======== Verilen Metin ========
Sosyal Medyanın Kaçınılmaz Çıkmazı
Uzmanlar uzun süredir sosyal medyanın, nefret söylemi ve dezenformasyon üreten bir zemine dönüştüğünü vurguluyor. Reklam gelirlerini artırmaya odaklanan platformlar, kullanıcıların öfke yüklü içeriklerle ekranda daha uzun süre kalmasını teşvik ediyor.
Tamamen Botlardan Oluşan Bir Deney
Amsterdam Üniversitesi’nden Petter Törnberg ve ekibi, OpenAI’nin GPT-4o modelini kullanarak yalnızca yapay zekâ sohbet robotlarından oluşan bir sosyal ağ kurdu. Bu ağda, kutuplaşmayı engelleyebilecek yöntemleri test ettiler.
Denenen stratejiler arasında:
- Kronolojik akış kullanmak
- Farklı bakış açılarını öne çıkarmak
- Takipçi sayısını ve profilleri gizlemek
- Biyografi alanlarını kaldırmak yer aldı.
Ancak sonuçlar hayal kırıklığı yarattı. Bazı önlemler küçük etkiler gösterse de, hiçbiri sorunun kökünü çözmedi. Dahası, bazı yöntemler ortamı daha da radikalleştirdi.
Kronolojik Akışın Ters Etkisi
Haber akışını kronolojik hale getirmek, içerikler arasındaki dikkat eşitsizliğini biraz azalttı. Fakat bu kez, aşırılıkçı içerikler daha görünür hâle geldi. Bu da sosyal medyanın, Elon Musk’ın iddia ettiği gibi “dijital bir kent meydanı” olma hayalini zora soktu.
======== Sağlanan Bilgiler ========
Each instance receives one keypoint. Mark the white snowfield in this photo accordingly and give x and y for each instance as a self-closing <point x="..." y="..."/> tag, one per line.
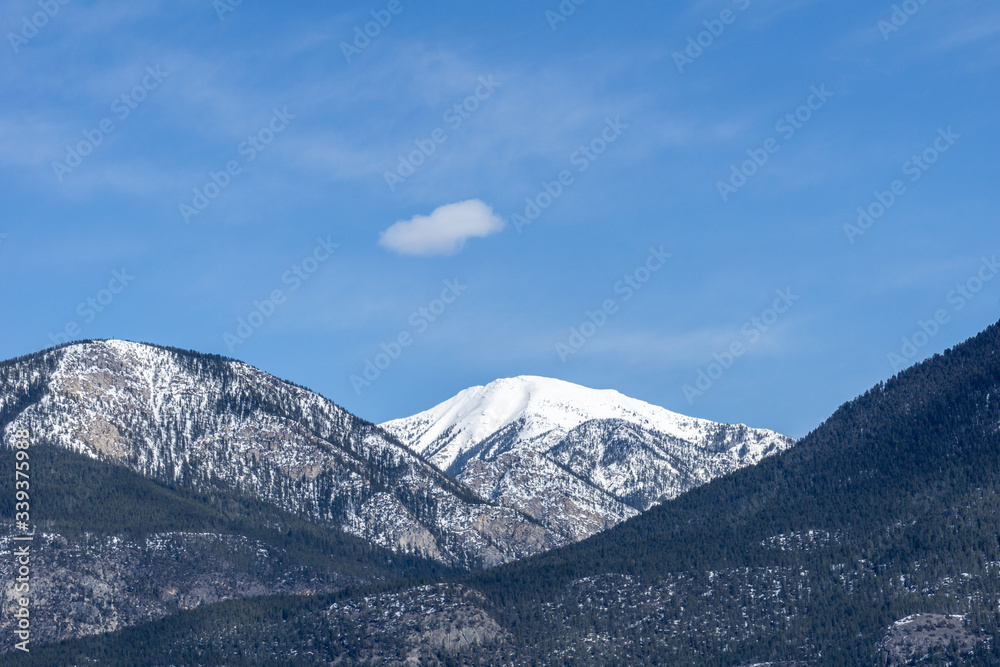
<point x="579" y="460"/>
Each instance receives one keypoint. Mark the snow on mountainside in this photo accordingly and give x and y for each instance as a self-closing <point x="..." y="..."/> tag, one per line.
<point x="201" y="420"/>
<point x="578" y="460"/>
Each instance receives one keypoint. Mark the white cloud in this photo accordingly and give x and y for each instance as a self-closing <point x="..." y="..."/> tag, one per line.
<point x="444" y="231"/>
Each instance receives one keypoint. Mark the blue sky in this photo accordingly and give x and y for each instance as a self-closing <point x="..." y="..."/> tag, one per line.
<point x="261" y="106"/>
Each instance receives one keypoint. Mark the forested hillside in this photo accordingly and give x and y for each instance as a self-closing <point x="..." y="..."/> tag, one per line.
<point x="874" y="541"/>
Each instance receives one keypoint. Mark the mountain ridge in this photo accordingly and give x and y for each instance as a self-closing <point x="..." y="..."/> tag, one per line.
<point x="577" y="459"/>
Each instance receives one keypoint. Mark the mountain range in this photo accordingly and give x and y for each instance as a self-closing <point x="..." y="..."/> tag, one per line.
<point x="577" y="460"/>
<point x="200" y="435"/>
<point x="224" y="521"/>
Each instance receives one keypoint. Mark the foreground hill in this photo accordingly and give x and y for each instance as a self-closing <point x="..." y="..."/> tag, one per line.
<point x="204" y="422"/>
<point x="578" y="460"/>
<point x="874" y="541"/>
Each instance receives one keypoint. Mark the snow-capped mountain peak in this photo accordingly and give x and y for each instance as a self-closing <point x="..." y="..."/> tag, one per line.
<point x="549" y="407"/>
<point x="577" y="459"/>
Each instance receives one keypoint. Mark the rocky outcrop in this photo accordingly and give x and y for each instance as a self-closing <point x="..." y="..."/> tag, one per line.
<point x="203" y="421"/>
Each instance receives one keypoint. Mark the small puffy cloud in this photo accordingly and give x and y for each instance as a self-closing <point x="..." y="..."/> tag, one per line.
<point x="444" y="231"/>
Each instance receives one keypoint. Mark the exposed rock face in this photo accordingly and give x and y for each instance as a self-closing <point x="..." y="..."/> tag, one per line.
<point x="101" y="584"/>
<point x="201" y="421"/>
<point x="914" y="637"/>
<point x="578" y="460"/>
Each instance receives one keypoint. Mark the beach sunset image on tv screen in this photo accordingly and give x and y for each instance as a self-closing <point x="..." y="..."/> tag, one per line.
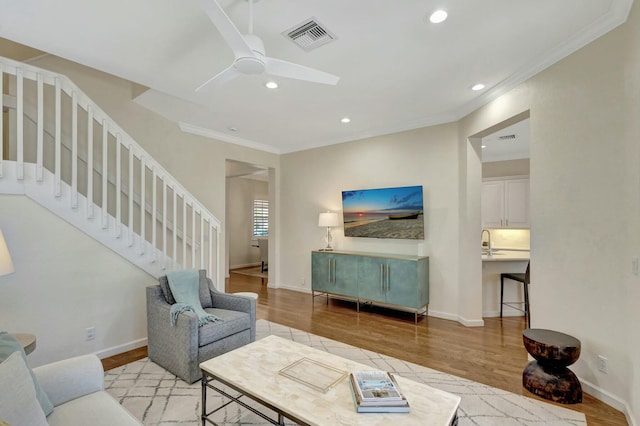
<point x="384" y="213"/>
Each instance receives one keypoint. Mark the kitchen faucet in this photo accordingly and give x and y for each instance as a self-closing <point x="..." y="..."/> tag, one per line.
<point x="488" y="240"/>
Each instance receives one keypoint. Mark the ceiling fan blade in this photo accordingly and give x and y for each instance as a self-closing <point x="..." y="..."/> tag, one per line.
<point x="220" y="78"/>
<point x="286" y="69"/>
<point x="227" y="29"/>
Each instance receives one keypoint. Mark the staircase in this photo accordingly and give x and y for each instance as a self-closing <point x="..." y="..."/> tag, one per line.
<point x="61" y="150"/>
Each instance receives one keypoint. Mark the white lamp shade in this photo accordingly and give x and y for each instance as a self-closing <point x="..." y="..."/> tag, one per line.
<point x="328" y="219"/>
<point x="6" y="265"/>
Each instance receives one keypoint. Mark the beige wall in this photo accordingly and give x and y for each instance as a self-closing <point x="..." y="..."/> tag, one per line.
<point x="198" y="163"/>
<point x="312" y="182"/>
<point x="65" y="282"/>
<point x="585" y="174"/>
<point x="506" y="168"/>
<point x="585" y="180"/>
<point x="90" y="285"/>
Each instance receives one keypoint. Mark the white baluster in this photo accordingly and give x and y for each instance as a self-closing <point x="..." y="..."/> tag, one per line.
<point x="143" y="215"/>
<point x="105" y="174"/>
<point x="58" y="149"/>
<point x="164" y="223"/>
<point x="20" y="123"/>
<point x="40" y="129"/>
<point x="193" y="234"/>
<point x="89" y="162"/>
<point x="154" y="215"/>
<point x="175" y="225"/>
<point x="184" y="231"/>
<point x="210" y="249"/>
<point x="1" y="121"/>
<point x="74" y="150"/>
<point x="201" y="240"/>
<point x="118" y="186"/>
<point x="130" y="195"/>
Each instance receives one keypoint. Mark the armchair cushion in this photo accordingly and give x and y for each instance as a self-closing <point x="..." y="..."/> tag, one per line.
<point x="18" y="403"/>
<point x="8" y="345"/>
<point x="232" y="322"/>
<point x="181" y="348"/>
<point x="205" y="294"/>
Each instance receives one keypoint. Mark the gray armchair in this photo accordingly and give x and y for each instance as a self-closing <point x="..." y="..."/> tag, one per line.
<point x="180" y="348"/>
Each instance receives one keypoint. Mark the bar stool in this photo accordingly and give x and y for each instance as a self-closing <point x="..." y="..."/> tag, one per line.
<point x="524" y="279"/>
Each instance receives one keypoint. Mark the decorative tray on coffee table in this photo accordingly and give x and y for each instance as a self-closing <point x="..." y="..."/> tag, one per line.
<point x="315" y="374"/>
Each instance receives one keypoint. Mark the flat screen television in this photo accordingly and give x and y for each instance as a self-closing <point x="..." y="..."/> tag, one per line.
<point x="384" y="213"/>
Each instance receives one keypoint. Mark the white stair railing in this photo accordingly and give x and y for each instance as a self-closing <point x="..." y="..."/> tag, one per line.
<point x="62" y="150"/>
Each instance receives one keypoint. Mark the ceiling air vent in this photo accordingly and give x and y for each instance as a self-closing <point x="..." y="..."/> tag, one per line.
<point x="309" y="35"/>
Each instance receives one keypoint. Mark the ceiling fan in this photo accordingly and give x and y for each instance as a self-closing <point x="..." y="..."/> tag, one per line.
<point x="250" y="55"/>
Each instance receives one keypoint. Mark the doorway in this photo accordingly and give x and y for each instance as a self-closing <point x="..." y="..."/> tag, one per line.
<point x="247" y="215"/>
<point x="505" y="157"/>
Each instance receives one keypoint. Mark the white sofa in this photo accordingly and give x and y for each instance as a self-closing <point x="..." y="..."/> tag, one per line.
<point x="75" y="386"/>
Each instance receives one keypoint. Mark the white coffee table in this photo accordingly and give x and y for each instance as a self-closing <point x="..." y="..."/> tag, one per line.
<point x="254" y="371"/>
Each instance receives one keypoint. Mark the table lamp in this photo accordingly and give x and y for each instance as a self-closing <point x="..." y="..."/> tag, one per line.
<point x="6" y="265"/>
<point x="328" y="220"/>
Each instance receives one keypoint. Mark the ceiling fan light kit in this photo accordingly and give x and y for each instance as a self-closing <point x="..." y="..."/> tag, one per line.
<point x="250" y="55"/>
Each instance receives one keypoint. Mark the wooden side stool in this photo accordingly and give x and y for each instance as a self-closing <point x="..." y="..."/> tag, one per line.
<point x="548" y="376"/>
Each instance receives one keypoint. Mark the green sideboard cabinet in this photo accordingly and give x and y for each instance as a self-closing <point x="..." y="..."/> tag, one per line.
<point x="334" y="273"/>
<point x="386" y="279"/>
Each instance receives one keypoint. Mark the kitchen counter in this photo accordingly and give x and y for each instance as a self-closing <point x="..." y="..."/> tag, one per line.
<point x="506" y="255"/>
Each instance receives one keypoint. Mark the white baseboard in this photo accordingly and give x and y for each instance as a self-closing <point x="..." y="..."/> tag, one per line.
<point x="115" y="350"/>
<point x="609" y="399"/>
<point x="457" y="318"/>
<point x="244" y="265"/>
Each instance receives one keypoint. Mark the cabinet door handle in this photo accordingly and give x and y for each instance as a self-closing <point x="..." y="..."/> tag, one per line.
<point x="388" y="286"/>
<point x="333" y="261"/>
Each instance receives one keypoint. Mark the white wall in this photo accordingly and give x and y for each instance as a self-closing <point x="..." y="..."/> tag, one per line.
<point x="64" y="282"/>
<point x="240" y="195"/>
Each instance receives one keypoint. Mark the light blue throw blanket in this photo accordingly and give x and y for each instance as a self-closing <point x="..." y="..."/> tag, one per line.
<point x="185" y="287"/>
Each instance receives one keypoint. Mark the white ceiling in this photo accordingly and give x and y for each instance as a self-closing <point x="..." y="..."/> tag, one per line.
<point x="397" y="71"/>
<point x="510" y="143"/>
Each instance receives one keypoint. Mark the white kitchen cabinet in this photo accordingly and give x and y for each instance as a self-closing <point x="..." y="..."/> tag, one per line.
<point x="505" y="203"/>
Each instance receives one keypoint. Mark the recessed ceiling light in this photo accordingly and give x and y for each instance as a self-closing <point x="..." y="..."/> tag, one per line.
<point x="438" y="16"/>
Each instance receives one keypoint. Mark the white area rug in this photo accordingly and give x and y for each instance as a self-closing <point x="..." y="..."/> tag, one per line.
<point x="157" y="397"/>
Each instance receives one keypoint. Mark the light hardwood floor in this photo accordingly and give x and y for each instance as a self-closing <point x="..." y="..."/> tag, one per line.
<point x="493" y="354"/>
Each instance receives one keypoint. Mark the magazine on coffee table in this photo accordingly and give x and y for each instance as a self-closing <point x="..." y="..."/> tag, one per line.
<point x="377" y="392"/>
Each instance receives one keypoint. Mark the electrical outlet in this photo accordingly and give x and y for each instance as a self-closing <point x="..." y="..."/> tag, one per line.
<point x="603" y="364"/>
<point x="90" y="333"/>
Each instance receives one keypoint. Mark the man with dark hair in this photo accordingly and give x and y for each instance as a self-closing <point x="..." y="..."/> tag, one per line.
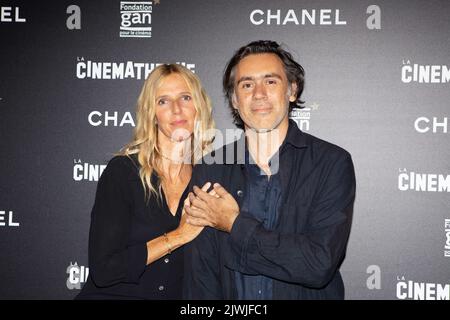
========
**Metni İnceleyin**:
a – Sosyal medya deneyi metninde "Kronolojik Akışın Ters" sözcüklerini içeren yerle başlayıp "hayalini zora soktu." ile biten bölümü yeniden yaz ve "içerikler" sözcüğünü "paylaşımlar" ile değiştir.
b – Sosyal medya deneyi metnine göre kutuplaşmayı engellemek için denenen stratejilerin hepsini sırala.
c – Sosyal medya deneyi metnini son cümlesinden sonra devam ettir.

**Beklenen Yanıtlar**:
a –
Kronolojik Akışın Ters Etkisi
Haber akışını kronolojik hale getirmek, paylaşımlar arasındaki dikkat eşitsizliğini biraz azalttı. Fakat bu kez, aşırılıkçı paylaşımlar daha görünür hâle geldi. Bu da sosyal medyanın, Elon Musk’ın iddia ettiği gibi “dijital bir kent meydanı” olma hayalini zora soktu.

b –
- Kronolojik akış kullanmak
- Farklı bakış açılarını öne çıkarmak
- Takipçi sayısını ve profilleri gizlemek
- Biyografi alanlarını kaldırmak

c –
Toksik Ağların Mekanizması
Törnberg’e göre sorun sadece içeriklerde değil, aynı zamanda ağ yapılarında yatıyor. Toksik içerikler, kullanıcıların karşılaştığı içerik akışını yeniden şekillendiriyor ve bu da kısır bir döngü yaratıyor. Böylece az sayıda paylaşım, en yüksek görünürlüğe ulaşıyor.
Yapay Zekâ Çağında Daha Derinleşen Sorun
Araştırmacılar, üretken yapay zekâ çağında bu etkinin daha da büyüyebileceğini belirtiyor. Törnberg, özellikle X (eski Twitter) gibi platformlarda yapay zekânın, sadece dikkati en üst seviyeye çıkarmayı hedefleyen içerikler üretmek için kullanılacağını ifade ediyor.
Yanlış bilgi ve kutuplaşma, yapay zekâ ile birlikte daha da görünür hâle gelebilir. Törnberg, “Geleneksel sosyal medya modellerinin bu çıkmazı aşabileceğini sanmıyorum” diyerek tabloyu özetliyor.